Exercise prompt: State only how many lines of the data below contain the string "trunk".

Material for the task:
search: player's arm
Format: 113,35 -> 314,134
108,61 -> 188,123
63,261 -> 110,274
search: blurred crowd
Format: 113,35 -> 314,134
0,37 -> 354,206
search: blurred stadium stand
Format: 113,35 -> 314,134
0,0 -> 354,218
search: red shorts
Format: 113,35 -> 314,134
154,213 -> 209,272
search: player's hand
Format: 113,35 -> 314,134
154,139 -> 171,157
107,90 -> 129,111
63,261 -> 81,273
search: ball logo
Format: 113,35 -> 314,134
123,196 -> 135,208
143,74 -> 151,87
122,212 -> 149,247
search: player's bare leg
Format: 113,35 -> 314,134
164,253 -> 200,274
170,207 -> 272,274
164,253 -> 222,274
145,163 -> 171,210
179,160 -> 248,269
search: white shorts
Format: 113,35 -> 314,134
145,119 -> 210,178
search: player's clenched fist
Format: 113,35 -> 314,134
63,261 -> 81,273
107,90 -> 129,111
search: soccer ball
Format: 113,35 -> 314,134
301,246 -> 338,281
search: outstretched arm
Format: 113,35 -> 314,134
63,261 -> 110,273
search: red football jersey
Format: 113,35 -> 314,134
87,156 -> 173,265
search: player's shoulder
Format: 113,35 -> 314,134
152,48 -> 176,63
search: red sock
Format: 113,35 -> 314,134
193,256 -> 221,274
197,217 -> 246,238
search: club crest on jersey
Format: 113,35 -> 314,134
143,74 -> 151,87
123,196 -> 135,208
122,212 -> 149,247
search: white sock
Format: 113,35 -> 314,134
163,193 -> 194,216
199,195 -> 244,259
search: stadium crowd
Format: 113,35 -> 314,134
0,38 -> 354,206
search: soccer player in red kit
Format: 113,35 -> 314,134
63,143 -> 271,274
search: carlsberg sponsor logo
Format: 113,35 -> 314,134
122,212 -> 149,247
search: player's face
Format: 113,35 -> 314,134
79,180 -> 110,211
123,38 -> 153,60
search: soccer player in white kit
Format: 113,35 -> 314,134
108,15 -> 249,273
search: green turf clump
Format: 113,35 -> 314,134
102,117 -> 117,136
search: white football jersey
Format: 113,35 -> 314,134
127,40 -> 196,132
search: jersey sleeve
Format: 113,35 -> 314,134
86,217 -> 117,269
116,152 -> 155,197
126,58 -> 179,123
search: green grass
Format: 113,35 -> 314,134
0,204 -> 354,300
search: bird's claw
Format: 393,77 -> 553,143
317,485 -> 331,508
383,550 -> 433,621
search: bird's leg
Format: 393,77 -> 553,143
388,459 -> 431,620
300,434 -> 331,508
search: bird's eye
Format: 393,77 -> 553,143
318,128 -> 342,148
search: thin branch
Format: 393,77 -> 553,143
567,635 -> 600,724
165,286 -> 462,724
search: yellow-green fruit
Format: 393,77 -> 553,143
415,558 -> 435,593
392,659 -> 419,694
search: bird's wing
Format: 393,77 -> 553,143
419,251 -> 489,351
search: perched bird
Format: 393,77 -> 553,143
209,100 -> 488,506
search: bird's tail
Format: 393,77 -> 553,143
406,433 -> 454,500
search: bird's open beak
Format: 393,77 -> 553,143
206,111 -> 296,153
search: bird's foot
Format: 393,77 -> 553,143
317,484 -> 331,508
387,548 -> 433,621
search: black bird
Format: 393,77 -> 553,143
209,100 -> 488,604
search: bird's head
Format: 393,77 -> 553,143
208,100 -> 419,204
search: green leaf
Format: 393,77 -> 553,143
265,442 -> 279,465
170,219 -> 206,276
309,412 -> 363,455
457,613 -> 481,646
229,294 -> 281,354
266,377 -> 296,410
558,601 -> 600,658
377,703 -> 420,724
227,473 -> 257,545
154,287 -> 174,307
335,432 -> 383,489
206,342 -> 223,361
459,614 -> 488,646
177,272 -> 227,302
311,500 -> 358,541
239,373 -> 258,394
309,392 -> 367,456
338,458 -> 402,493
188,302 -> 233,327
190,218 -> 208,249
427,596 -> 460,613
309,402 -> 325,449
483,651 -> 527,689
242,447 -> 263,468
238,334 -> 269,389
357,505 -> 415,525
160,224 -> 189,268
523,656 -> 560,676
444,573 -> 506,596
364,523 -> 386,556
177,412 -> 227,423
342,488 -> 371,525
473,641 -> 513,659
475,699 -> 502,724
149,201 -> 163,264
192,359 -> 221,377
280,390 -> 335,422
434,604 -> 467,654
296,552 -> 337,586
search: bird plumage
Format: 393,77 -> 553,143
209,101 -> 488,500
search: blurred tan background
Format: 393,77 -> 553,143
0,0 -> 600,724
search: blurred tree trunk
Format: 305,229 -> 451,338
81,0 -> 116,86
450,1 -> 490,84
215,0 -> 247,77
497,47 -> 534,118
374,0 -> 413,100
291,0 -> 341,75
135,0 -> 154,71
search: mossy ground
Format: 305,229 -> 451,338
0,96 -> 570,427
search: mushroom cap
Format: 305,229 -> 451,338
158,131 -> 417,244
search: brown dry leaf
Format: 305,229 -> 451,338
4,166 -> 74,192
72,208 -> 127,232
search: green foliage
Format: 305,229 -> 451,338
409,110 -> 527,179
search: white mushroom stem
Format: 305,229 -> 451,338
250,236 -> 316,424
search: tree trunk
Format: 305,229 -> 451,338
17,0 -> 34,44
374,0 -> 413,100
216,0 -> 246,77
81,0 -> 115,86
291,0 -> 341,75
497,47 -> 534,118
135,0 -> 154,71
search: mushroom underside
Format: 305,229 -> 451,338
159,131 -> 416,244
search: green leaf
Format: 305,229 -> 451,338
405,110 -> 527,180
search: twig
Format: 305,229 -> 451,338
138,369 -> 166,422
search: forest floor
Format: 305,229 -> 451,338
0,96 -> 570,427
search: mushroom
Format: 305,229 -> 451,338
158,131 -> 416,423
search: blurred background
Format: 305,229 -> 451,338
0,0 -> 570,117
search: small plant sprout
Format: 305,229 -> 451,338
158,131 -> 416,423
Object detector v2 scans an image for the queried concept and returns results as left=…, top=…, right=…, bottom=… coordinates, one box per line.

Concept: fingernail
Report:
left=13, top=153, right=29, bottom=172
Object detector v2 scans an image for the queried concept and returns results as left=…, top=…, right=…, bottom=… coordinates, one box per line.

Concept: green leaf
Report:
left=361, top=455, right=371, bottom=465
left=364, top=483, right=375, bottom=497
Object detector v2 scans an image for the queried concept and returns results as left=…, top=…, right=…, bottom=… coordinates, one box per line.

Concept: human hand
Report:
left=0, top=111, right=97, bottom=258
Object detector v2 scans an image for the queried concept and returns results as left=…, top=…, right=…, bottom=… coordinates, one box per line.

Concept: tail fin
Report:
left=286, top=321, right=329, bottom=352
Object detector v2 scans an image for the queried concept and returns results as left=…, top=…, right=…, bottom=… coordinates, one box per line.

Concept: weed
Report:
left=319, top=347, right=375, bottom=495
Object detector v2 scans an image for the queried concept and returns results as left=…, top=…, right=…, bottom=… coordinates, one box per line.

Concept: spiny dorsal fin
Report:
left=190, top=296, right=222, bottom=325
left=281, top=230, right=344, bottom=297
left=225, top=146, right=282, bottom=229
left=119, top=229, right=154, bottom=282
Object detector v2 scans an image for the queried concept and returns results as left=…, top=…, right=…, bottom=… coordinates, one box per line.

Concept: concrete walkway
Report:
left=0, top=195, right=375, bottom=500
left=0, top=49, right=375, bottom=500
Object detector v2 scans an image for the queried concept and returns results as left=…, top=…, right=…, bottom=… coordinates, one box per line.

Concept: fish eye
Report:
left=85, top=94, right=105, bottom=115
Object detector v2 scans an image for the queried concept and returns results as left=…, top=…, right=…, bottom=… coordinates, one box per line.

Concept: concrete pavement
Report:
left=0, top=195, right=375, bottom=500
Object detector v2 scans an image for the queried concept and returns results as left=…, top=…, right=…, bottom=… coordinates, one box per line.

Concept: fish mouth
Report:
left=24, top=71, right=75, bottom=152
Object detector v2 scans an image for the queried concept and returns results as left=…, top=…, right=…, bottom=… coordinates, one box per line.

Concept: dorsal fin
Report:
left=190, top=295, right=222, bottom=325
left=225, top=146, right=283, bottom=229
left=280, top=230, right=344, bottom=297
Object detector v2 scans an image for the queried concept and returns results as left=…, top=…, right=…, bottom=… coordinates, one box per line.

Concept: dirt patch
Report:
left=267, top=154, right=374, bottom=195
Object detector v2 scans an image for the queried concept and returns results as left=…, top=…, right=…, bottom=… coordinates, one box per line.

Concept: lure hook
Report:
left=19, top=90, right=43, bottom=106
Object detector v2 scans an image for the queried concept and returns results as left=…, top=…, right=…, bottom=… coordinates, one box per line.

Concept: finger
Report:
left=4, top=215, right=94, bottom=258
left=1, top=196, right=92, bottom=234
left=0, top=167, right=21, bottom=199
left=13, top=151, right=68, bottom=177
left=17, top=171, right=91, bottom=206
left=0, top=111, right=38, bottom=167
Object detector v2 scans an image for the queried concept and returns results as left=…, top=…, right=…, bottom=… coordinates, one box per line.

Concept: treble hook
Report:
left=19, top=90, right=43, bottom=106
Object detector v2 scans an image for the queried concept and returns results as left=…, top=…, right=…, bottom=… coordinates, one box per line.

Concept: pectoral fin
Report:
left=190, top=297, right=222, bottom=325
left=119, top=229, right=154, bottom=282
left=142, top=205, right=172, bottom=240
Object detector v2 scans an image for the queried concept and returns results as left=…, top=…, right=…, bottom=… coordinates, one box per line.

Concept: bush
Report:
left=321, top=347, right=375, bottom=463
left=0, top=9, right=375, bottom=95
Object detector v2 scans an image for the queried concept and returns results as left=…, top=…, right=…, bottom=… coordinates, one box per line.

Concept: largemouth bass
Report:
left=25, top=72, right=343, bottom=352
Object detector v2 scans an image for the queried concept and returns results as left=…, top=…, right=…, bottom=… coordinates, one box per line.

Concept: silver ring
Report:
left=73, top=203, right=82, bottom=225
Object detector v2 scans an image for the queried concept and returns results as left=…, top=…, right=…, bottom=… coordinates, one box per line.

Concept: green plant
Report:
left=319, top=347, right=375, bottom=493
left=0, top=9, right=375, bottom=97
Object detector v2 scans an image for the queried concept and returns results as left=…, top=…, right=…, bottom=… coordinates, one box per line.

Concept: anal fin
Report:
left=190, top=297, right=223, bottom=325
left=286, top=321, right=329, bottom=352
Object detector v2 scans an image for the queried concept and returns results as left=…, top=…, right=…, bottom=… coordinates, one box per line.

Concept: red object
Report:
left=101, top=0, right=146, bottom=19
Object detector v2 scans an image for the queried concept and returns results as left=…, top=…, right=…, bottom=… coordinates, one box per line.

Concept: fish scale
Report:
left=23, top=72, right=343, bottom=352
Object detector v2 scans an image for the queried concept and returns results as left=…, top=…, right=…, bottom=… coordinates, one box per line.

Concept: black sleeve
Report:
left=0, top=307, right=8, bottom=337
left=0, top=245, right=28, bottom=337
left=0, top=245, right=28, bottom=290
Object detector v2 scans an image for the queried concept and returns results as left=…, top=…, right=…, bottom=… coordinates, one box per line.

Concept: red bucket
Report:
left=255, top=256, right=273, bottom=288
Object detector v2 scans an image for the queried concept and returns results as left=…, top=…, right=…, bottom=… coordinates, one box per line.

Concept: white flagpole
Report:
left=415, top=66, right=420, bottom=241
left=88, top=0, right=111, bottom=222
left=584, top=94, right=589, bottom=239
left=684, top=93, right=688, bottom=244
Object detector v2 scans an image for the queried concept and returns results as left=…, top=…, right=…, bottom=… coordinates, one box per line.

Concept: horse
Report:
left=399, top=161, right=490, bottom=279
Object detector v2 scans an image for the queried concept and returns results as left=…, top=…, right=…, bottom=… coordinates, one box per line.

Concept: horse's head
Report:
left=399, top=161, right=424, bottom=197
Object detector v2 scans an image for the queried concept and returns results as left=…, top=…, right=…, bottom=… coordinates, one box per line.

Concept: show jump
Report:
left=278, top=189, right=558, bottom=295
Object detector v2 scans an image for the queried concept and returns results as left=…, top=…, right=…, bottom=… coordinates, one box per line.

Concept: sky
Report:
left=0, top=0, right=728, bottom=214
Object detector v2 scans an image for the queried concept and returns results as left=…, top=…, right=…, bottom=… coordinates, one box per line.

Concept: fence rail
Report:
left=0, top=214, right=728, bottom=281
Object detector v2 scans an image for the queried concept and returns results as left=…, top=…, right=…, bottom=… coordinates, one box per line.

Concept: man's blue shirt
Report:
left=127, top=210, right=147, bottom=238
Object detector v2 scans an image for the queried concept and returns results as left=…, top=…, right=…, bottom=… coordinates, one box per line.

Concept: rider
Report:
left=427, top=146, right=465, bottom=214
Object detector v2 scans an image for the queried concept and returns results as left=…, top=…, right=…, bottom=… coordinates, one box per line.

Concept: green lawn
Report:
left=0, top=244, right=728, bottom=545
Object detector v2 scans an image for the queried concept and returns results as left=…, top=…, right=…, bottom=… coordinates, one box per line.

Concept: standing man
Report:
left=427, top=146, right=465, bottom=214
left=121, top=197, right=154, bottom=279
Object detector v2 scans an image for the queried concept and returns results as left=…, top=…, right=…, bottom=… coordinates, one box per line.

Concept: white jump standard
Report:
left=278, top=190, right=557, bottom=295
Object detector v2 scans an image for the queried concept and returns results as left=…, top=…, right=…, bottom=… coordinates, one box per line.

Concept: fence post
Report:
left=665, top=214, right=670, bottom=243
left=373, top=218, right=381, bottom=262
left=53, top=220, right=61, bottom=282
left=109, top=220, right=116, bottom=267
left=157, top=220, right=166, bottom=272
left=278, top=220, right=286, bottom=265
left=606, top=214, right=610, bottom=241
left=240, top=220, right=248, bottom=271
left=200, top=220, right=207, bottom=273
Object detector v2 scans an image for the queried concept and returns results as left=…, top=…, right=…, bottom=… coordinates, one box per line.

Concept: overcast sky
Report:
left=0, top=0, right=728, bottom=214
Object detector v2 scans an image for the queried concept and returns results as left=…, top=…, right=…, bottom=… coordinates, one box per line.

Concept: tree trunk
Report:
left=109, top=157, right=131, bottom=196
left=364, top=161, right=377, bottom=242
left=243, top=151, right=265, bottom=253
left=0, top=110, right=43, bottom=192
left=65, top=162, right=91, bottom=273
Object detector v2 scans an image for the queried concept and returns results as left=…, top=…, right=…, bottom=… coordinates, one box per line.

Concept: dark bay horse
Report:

Task output: 3